=== DATA SECTION ===
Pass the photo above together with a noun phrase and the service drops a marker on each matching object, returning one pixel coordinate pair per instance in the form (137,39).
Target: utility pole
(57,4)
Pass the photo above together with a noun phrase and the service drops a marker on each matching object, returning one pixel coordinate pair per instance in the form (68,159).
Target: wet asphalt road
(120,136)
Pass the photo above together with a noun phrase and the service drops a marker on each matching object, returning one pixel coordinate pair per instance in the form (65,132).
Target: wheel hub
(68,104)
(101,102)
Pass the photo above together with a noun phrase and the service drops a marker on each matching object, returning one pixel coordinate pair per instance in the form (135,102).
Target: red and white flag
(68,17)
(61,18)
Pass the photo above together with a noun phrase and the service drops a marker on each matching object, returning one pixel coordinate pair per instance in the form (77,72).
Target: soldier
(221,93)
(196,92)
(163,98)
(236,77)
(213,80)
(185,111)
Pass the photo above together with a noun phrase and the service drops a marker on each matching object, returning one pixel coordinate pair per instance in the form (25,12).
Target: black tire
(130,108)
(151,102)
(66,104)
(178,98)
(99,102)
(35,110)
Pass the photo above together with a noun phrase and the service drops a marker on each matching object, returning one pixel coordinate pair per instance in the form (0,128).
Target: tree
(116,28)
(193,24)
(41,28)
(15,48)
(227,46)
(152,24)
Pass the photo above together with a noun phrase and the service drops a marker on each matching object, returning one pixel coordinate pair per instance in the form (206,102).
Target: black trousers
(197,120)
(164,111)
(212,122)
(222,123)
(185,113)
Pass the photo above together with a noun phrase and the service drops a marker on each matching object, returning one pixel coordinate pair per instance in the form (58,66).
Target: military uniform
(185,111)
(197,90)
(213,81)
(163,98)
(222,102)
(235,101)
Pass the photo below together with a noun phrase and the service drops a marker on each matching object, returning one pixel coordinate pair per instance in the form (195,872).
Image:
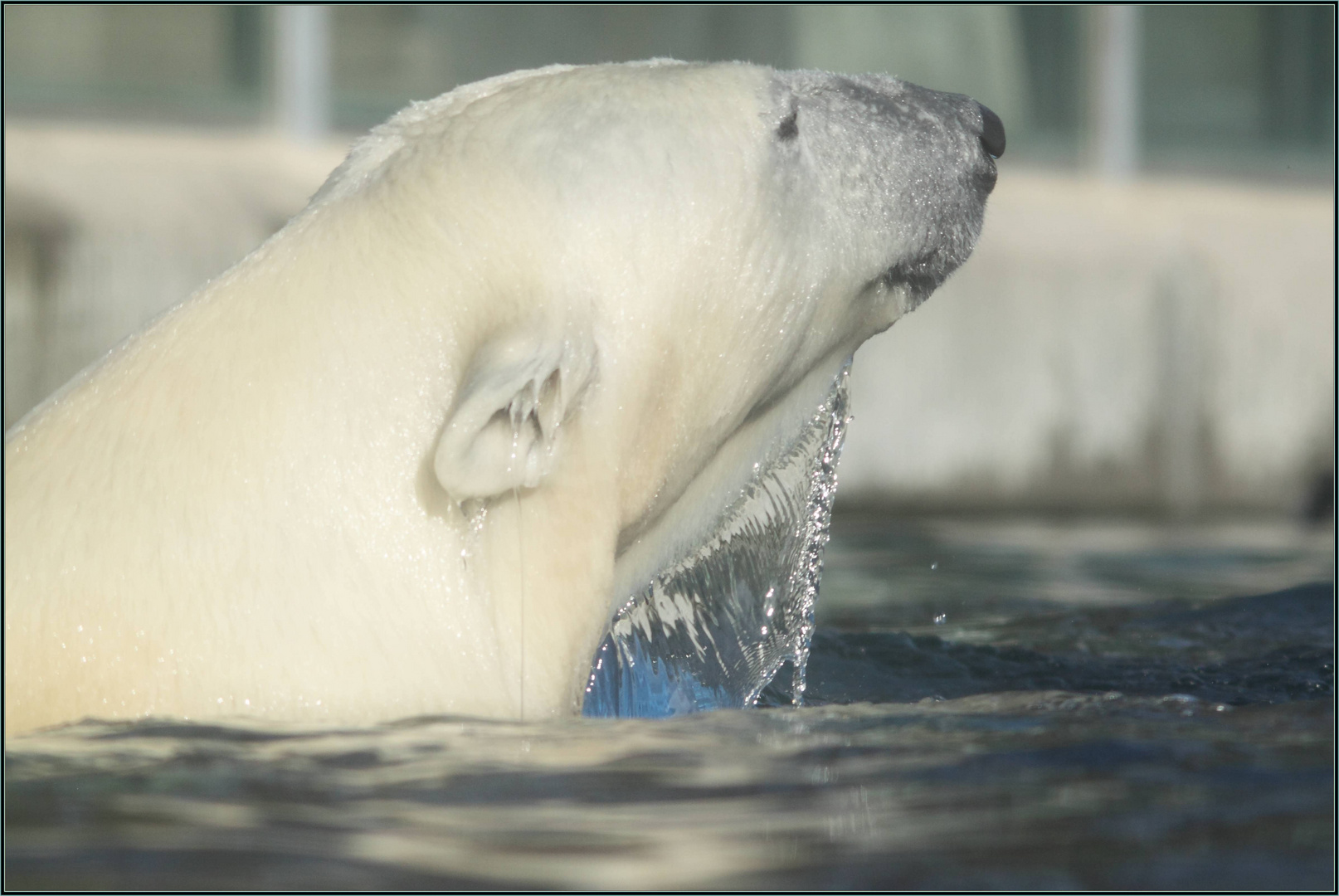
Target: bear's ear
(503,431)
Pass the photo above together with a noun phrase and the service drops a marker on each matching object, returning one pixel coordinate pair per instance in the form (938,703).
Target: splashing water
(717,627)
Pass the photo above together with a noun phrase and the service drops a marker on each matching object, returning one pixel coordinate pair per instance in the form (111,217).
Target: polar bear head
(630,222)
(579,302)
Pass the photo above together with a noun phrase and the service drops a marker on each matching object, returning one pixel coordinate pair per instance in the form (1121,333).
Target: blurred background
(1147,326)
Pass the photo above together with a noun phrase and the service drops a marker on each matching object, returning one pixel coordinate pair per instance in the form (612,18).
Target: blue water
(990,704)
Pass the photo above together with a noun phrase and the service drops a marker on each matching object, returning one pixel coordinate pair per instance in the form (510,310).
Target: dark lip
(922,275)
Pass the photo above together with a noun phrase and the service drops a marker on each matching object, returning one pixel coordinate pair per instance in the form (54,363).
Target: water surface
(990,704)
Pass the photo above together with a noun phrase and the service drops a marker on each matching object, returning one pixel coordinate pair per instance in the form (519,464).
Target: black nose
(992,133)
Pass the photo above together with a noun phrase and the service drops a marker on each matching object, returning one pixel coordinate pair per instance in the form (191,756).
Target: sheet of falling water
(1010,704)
===
Word for word, print every record, and leave out any picture.

Pass the photo above together with a noun phrase and the service drops a marker on each matching object, returning one pixel coordinate pair per instance in the form (137,39).
Target: utility pole
(57,4)
Pass the photo above together with a noun phrase and the service drops a marker on each matching object, returning one pixel coordinate pair per instance in the form (68,159).
Target: wet asphalt road
(120,136)
Pass the photo above together with a noun phrase and the service drops a marker on each matching object, returning one pixel coordinate pair per instance in the form (65,132).
Target: wheel hub
(68,104)
(101,102)
Pass the photo above together with a noun phrase and the service drops a marker on each matching object, returning one pixel coordinate pair per instance in the form (135,102).
Target: red and white flag
(68,17)
(61,18)
Pass the photo above together with a noun phrase and the service drops a marker on each matching object, returning one pixel coordinate pair per instance in the form (77,72).
Target: soldier
(221,93)
(196,92)
(163,98)
(236,77)
(213,80)
(185,111)
Pass the photo above together with a noun phrase and the service drops a marker on each matching object, returning one pixel coordinate pair per instance in the form (25,12).
Target: black tire
(130,108)
(151,102)
(66,104)
(178,98)
(99,102)
(35,110)
Pass the photo above together with a noun phrase and the service drops a marker on each matching object, returning one pixel coordinate pair per instance in the form (0,128).
Target: tree
(116,28)
(193,24)
(41,28)
(15,48)
(227,46)
(152,24)
Pass the photo above together with a noun phrase and the service drops a marker on each matching object, returning one pixel coordinate pair per instance in the form (206,102).
Target: black trousers
(197,120)
(164,111)
(212,122)
(222,123)
(185,113)
Pass the photo above together with a noun phrase and the service drops a marker on each matching object, returning one pixel coordinate pair per instance in the form (58,66).
Target: military uniform
(185,111)
(197,90)
(213,81)
(163,98)
(222,102)
(235,101)
Pass the photo below together with a noun phrase and the service drops a marker on each matching object, returning one pixel coordinate pair per instance in the form (195,872).
Image:
Target: bear's ear
(503,431)
Pass the photo above together with a noun phrase and the service drops a marker on each matching object, returning one pixel coordinate pair per instance in the form (938,703).
Target: splashing water
(717,627)
Pass the photo above together with a noun phrase and the service drops a marker on each matching object, returning one pixel coordinate pair per instance in the form (111,217).
Target: polar bear head
(630,222)
(579,302)
Pass the photo above together with a noun phrase and the service drops a marker on each matching object, returning one pixel coordinate pair per instance in the form (1121,333).
Target: blurred background
(1147,326)
Pass the photo above together with a noun phrase and the service drops a marker on each matching object, returning one pixel coordinate pair per instance in the form (612,18).
Target: blue water
(990,704)
Pass the photo above together with a noun phrase and the service drops a marker on each matching object, returning one pixel coordinate pair per instance in the form (510,310).
Target: dark lip
(922,275)
Pass the photo above together with a noun phrase and the service drops a marker on each matching object, returning one pixel coordinate pair per instance in the form (54,363).
Target: water surface
(990,704)
Pass the photo above together with a noun phrase and the service drops a marker on each matching object, returning one pixel coordinate pair per instance in the form (519,464).
Target: black nose
(992,133)
Pass the photo above together with a noun phrase and the service drops a marker on each matching object, returning one pixel coordinate pair per instance in the form (191,756).
Target: sheet of falling water
(1010,704)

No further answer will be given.